## Begin Data shown
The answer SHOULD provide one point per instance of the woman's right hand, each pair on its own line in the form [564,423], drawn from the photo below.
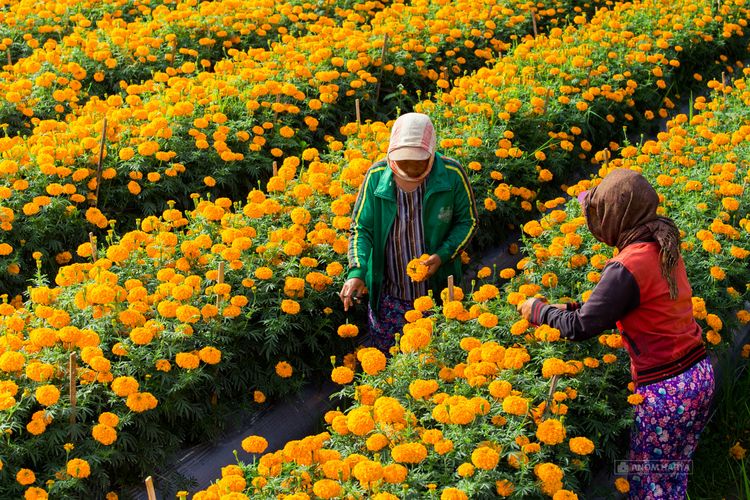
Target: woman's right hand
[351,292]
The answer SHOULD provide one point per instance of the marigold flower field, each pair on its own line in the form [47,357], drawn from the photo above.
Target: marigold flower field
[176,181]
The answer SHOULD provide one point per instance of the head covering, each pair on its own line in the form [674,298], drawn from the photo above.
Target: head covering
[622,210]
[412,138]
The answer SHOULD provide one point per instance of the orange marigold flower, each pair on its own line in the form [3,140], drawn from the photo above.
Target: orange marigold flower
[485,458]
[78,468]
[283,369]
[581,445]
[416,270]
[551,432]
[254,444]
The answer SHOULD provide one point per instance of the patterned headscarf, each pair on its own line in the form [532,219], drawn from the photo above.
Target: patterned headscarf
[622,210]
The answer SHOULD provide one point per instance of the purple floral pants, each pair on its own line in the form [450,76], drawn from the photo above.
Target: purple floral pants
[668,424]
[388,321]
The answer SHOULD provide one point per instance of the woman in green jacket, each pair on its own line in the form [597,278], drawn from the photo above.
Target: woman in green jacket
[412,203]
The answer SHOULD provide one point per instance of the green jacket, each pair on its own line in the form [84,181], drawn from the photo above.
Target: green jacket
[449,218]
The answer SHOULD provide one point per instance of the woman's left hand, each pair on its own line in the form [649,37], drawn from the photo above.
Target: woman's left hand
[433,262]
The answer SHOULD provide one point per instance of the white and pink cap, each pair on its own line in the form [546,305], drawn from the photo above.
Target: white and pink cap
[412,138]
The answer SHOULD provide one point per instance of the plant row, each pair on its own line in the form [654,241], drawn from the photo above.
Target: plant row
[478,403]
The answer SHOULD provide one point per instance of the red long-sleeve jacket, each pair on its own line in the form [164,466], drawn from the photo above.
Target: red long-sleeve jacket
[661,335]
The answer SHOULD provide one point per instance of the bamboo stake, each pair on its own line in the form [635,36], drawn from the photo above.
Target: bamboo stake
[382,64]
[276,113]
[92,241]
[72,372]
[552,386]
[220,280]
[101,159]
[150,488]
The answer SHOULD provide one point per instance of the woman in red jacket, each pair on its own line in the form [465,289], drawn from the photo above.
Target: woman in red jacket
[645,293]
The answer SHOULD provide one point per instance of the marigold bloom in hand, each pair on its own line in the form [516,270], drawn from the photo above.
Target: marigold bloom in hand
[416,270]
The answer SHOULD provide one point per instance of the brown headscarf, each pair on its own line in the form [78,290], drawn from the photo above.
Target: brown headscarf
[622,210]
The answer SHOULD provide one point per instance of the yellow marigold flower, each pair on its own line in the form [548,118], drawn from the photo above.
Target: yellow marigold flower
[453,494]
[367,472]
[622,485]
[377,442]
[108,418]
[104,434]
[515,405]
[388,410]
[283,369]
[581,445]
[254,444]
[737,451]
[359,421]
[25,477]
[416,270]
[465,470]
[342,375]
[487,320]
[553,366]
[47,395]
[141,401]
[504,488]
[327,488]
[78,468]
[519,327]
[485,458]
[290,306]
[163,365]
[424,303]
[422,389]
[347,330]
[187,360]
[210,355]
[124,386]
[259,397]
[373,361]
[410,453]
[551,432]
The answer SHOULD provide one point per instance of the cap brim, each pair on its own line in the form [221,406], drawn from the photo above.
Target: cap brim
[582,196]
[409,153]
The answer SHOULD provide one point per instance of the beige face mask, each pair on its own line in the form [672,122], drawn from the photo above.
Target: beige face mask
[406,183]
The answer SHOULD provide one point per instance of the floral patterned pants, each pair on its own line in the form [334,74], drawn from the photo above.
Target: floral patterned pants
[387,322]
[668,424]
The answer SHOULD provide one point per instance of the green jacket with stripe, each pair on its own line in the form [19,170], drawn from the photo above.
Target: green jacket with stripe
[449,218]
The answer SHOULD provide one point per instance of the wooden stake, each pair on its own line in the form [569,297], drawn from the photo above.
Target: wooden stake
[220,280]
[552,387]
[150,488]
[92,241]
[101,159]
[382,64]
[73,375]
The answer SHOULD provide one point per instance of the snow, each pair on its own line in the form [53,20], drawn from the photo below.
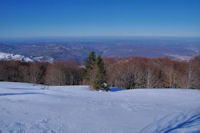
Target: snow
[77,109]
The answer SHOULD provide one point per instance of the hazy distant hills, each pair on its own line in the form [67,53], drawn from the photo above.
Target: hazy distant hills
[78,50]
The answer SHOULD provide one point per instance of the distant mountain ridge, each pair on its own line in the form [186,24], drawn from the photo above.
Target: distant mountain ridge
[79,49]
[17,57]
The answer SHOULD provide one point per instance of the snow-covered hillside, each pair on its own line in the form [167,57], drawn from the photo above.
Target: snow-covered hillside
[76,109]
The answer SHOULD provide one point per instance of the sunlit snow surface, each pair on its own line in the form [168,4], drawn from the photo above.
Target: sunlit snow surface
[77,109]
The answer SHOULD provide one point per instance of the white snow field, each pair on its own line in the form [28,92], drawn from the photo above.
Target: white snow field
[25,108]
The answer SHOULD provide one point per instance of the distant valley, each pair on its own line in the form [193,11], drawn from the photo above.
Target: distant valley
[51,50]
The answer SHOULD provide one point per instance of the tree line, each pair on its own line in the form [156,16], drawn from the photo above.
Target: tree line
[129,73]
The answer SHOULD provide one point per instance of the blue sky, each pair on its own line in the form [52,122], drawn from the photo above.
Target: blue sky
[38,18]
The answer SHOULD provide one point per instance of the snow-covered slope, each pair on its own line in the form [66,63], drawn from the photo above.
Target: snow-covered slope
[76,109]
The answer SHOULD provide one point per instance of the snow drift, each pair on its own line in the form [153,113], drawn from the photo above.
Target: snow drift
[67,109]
## End Data shown
## Begin Data shown
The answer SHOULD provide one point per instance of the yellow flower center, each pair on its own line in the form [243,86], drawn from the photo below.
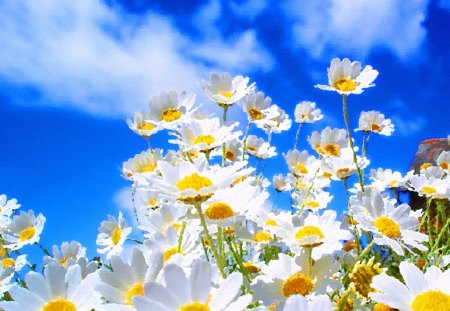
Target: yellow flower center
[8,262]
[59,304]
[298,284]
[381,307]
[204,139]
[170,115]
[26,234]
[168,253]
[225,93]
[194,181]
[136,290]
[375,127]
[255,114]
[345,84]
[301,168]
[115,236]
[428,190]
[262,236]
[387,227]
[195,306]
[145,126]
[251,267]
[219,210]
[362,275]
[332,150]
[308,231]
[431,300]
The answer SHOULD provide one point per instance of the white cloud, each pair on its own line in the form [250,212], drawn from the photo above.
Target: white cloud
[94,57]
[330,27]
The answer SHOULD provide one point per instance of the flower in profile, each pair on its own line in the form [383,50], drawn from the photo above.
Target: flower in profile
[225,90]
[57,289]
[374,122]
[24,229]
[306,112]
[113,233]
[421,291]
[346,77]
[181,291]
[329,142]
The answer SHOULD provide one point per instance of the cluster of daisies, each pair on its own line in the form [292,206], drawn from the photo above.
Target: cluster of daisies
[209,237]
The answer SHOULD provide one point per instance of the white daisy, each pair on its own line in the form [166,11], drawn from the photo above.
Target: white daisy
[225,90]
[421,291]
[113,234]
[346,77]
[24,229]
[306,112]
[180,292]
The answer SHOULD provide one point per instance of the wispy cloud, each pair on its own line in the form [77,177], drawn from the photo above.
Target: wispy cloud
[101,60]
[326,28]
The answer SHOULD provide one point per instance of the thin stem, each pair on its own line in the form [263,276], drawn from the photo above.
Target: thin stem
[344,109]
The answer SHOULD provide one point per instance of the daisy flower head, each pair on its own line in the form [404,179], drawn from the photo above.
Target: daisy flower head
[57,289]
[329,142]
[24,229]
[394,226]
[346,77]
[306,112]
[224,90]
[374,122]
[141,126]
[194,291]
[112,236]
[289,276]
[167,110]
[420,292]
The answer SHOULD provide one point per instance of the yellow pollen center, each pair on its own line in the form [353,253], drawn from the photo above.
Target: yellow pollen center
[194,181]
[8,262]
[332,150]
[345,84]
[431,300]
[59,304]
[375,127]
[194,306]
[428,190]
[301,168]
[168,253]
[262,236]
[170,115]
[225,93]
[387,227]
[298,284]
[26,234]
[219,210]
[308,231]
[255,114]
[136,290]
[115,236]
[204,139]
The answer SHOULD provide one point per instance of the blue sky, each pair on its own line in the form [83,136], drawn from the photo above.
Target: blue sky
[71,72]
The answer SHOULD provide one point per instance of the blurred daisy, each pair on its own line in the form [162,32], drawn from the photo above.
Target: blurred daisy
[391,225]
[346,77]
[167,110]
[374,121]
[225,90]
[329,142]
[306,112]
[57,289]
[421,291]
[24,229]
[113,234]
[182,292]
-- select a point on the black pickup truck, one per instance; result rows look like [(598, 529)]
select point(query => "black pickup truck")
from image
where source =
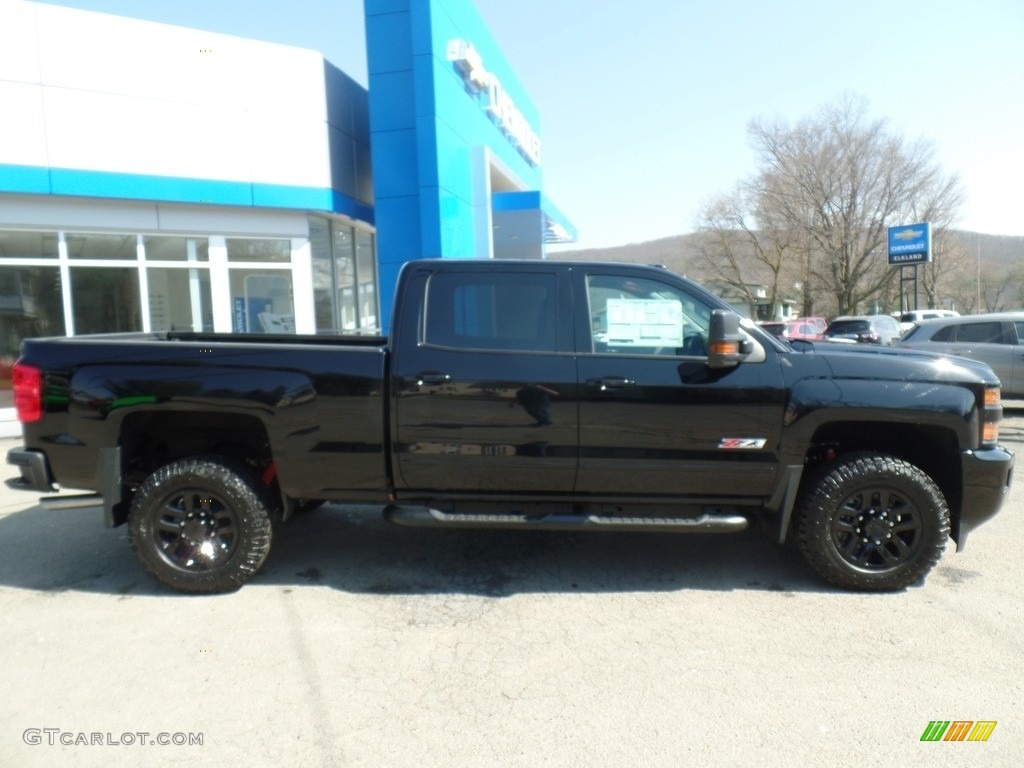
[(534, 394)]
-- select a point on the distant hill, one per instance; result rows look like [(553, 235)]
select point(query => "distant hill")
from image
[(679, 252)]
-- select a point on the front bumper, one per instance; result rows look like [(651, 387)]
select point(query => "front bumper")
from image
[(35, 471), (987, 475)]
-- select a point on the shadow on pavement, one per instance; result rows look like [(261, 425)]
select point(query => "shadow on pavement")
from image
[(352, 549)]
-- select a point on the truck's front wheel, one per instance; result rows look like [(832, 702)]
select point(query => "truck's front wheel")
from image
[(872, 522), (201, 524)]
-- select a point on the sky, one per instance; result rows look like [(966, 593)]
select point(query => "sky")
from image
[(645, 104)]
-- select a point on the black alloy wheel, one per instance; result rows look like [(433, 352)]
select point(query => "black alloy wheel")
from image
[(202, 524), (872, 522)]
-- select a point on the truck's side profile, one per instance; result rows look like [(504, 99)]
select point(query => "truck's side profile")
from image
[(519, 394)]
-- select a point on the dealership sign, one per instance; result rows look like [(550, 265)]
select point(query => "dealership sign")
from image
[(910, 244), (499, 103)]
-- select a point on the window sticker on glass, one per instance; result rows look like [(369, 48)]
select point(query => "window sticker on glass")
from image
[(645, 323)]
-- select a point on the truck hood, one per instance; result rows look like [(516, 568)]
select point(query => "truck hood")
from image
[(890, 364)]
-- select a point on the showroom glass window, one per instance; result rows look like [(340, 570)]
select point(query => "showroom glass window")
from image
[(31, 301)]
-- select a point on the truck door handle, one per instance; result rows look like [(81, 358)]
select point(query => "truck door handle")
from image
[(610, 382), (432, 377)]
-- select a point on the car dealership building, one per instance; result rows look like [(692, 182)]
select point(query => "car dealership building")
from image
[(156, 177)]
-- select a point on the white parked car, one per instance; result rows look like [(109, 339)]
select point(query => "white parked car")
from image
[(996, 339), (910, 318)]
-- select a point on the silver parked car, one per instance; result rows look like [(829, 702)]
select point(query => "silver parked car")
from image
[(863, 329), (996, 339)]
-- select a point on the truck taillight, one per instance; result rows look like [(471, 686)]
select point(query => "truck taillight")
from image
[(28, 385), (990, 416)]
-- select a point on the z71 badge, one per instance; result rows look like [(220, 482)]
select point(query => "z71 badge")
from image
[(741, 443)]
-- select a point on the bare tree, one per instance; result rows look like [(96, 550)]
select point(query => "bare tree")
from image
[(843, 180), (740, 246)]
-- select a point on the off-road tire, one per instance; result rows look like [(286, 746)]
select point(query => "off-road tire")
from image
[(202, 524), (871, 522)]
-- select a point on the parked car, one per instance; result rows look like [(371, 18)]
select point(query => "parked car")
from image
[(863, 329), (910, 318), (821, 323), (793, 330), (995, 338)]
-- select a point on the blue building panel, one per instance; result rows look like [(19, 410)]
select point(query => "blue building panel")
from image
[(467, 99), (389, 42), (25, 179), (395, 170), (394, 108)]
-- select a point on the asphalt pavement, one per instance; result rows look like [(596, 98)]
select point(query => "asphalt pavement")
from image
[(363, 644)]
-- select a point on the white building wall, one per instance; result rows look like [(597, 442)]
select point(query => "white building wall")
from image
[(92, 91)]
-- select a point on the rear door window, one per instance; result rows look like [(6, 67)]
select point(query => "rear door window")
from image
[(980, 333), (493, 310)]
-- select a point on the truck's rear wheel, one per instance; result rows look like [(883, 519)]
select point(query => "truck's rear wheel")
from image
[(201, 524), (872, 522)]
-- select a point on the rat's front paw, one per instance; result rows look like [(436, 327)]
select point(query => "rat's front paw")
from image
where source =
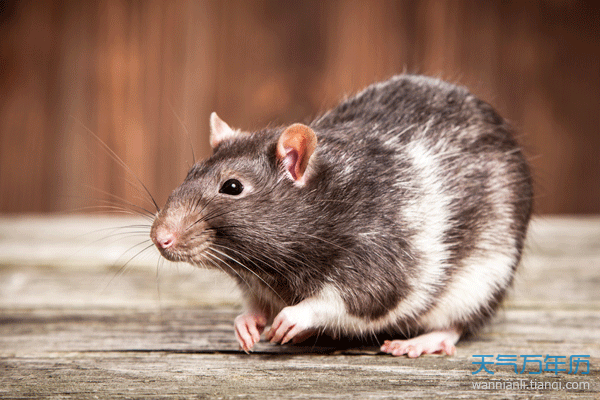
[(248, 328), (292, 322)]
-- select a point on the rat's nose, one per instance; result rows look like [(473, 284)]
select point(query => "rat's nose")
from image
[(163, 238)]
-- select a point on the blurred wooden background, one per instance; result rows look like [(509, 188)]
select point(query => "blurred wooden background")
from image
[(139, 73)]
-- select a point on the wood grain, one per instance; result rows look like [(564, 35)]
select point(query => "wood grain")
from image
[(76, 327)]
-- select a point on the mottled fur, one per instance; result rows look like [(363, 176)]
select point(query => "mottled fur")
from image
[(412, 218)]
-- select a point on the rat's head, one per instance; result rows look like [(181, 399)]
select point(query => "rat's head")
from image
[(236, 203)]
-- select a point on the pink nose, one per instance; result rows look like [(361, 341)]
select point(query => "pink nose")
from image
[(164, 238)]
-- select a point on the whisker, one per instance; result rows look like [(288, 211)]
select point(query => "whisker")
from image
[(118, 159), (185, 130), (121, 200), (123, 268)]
## End Data shown
## Begin Data shown
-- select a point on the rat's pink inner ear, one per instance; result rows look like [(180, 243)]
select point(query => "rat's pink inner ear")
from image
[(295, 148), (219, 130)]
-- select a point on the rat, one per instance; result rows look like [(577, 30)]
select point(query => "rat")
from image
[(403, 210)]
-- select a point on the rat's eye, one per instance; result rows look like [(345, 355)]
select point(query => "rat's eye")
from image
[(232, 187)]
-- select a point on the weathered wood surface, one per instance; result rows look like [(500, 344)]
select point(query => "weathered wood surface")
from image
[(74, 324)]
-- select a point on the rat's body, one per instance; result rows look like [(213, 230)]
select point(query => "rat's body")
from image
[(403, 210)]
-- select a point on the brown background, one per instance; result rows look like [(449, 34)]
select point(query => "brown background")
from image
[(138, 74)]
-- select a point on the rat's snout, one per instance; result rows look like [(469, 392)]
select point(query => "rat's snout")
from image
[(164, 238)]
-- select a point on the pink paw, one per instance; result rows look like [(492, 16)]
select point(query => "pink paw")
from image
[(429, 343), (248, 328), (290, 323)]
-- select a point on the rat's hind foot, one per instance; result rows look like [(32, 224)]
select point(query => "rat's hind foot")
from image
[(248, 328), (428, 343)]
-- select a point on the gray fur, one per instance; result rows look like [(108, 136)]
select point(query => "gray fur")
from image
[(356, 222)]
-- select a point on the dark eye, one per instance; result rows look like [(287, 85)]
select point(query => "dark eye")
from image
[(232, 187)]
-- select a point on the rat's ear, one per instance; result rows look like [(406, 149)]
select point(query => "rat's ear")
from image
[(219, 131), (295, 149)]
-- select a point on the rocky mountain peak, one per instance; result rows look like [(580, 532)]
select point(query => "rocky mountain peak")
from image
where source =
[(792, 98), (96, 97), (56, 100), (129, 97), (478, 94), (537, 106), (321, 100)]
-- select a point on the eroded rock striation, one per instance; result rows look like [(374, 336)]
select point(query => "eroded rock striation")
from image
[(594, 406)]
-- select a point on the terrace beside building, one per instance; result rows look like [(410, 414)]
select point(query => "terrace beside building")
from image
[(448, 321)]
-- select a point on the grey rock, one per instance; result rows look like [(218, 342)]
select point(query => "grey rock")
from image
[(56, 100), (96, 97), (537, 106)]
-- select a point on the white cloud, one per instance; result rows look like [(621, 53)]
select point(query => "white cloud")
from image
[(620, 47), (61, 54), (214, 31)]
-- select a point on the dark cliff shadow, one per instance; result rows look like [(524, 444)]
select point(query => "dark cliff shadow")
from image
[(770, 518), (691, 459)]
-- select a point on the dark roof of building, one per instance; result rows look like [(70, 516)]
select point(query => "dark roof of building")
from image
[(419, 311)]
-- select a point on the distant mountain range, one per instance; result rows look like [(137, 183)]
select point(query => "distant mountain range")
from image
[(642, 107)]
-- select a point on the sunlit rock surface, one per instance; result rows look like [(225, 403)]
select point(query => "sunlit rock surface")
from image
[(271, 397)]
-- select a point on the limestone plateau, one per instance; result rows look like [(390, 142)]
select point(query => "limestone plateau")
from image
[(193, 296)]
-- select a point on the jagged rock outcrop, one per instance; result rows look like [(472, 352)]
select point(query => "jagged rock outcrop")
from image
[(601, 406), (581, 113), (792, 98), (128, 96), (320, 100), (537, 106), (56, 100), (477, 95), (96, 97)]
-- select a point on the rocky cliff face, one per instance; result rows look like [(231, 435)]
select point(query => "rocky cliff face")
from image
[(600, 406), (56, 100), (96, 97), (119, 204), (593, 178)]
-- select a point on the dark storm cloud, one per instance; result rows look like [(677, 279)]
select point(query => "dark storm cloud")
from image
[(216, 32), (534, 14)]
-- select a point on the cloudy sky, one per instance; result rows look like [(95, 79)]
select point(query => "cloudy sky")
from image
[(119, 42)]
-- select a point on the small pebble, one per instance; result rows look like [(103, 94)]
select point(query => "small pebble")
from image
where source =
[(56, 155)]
## End Data shown
Can you edit the data starting with the line with "-- select a point on the rocky mountain" and going on through the line with "[(594, 406)]" so that "eroded" is changed to "worn" and everything else stays the same, then give back only those lines?

- **Written response**
-- select a point on the rocky mountain peak, one per instance; result rows look like [(580, 532)]
select point(query => "rocky mountain peak")
from image
where source =
[(792, 98), (96, 97), (56, 100), (129, 97), (478, 94), (537, 106), (321, 100)]
-- select a point on the worn rock striation, one per instance; result rows look like [(374, 336)]
select point(query => "worn rock striation")
from image
[(594, 406)]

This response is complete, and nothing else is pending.